> [Problem details]: Write down each entry again, exactly as it reads.

> [Data lines]:
════════════════════

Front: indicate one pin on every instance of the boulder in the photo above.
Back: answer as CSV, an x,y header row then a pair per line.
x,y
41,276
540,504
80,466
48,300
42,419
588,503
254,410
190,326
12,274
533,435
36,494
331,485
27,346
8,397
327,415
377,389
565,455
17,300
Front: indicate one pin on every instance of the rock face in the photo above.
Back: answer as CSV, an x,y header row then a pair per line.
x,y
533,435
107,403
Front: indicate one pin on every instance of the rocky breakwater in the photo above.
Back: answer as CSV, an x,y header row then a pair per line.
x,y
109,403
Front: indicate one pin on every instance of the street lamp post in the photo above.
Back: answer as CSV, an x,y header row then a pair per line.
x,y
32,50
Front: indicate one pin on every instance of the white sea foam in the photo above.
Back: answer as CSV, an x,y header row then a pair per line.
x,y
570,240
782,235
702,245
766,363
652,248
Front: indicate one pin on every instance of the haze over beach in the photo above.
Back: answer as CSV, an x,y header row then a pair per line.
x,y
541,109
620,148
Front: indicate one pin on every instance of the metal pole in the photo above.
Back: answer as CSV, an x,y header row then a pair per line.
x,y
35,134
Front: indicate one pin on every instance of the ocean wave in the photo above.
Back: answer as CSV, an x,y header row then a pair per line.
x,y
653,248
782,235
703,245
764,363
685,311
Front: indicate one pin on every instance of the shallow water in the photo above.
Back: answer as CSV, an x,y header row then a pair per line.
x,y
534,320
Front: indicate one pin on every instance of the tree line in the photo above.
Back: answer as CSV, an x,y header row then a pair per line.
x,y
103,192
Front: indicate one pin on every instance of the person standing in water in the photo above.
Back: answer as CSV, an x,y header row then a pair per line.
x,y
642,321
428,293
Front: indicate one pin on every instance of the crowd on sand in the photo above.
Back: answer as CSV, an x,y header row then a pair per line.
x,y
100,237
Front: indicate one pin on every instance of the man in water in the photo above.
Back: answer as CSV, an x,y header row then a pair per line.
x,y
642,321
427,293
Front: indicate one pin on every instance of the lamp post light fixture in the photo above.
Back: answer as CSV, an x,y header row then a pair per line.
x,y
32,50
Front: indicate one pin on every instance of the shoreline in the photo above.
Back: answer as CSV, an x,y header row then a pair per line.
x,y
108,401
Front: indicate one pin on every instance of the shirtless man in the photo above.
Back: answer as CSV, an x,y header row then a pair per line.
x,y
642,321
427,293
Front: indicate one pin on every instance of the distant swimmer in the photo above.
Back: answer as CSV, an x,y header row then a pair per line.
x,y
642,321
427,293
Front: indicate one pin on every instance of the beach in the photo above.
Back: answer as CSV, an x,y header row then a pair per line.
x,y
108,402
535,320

════════════════════

> [Exercise solution]:
Front: indicate one pin on every instance of the boulder in the photo above.
Back: answer as CSV, an x,y header row then a pair per line.
x,y
41,276
540,504
80,466
48,300
42,419
588,503
254,410
190,326
12,274
533,435
36,494
331,485
27,346
8,397
327,415
377,389
565,455
17,300
Front: indicate one pin on every instance of the rock face in the photo above.
Back: answer as CSV, an x,y header row then a pair per line.
x,y
533,435
107,403
Front: indicate one pin on every instance of the rocky breakwater in the photo above.
Back: answer as CSV, an x,y header row then a pair per line.
x,y
109,403
Front: indicate one pin on every instance of the street lamp post in the photo above.
Back: answer as CSV, an x,y header row then a pair per line.
x,y
32,50
Front: indicate one pin on every instance of the white sea foam in the photo above.
Back: answer as CSV, an x,y header row then a pair per line.
x,y
570,240
782,235
702,245
766,363
652,248
Front: indicate one pin on every instance of the haze over beach in the photo above.
Back: answer as CSV, an x,y header row then a pair per line.
x,y
541,109
620,148
Front: indicate one pin on every instance of the metal pole in the photo above.
Back: answer as CSV, an x,y header row then a pair per line.
x,y
35,134
Front: indicate one pin on every instance of the ocean wave in the photo above.
Back: answer as CSV, an x,y header row then a pair per line.
x,y
653,248
782,235
703,245
764,363
685,311
Front: indicate one pin on every instance of the shallow water in the photo above.
Back: answer as CSV, an x,y header row then a pair per line.
x,y
534,320
Front: indicate one pin on every instance of the tree line in the photo above.
Back: answer as CSV, an x,y header row then a pair per line.
x,y
103,192
Front: indicate one pin on every instance of the person standing in water in the photo above.
Back: answer as CSV, an x,y header row then a pair per line.
x,y
642,321
428,293
Front: indicate one pin on every instance of the crowd on sand in the photo above.
Back: answer as CSV, an x,y header row then a pair per line.
x,y
100,237
Front: indicate one pin on every instance of the man in water in the photo above.
Back: answer as CSV, an x,y header row then a pair per line.
x,y
642,321
427,293
Front: indicate one pin on every instance of the lamp post light fixture in the photo above.
Back: answer as CSV, an x,y header row then a pair per line.
x,y
32,50
Front: indicate one pin on every instance of the shoreline in the photo above.
Back: answer as CSV, an x,y header row then a pair per line.
x,y
108,401
Front: indicate one pin on every instance of the shirtless man in the photo above.
Back: answer as CSV, an x,y header row then a pair per line.
x,y
642,321
427,293
Front: indicate one pin on every instance of the distant swimmer in the photo above.
Back: answer as CSV, an x,y header row then a pair per line.
x,y
642,321
427,293
Front: indicate one pin on every instance of the beach in the photo above.
Back: answer as CSV, an x,y header row then a pair per line.
x,y
108,402
535,320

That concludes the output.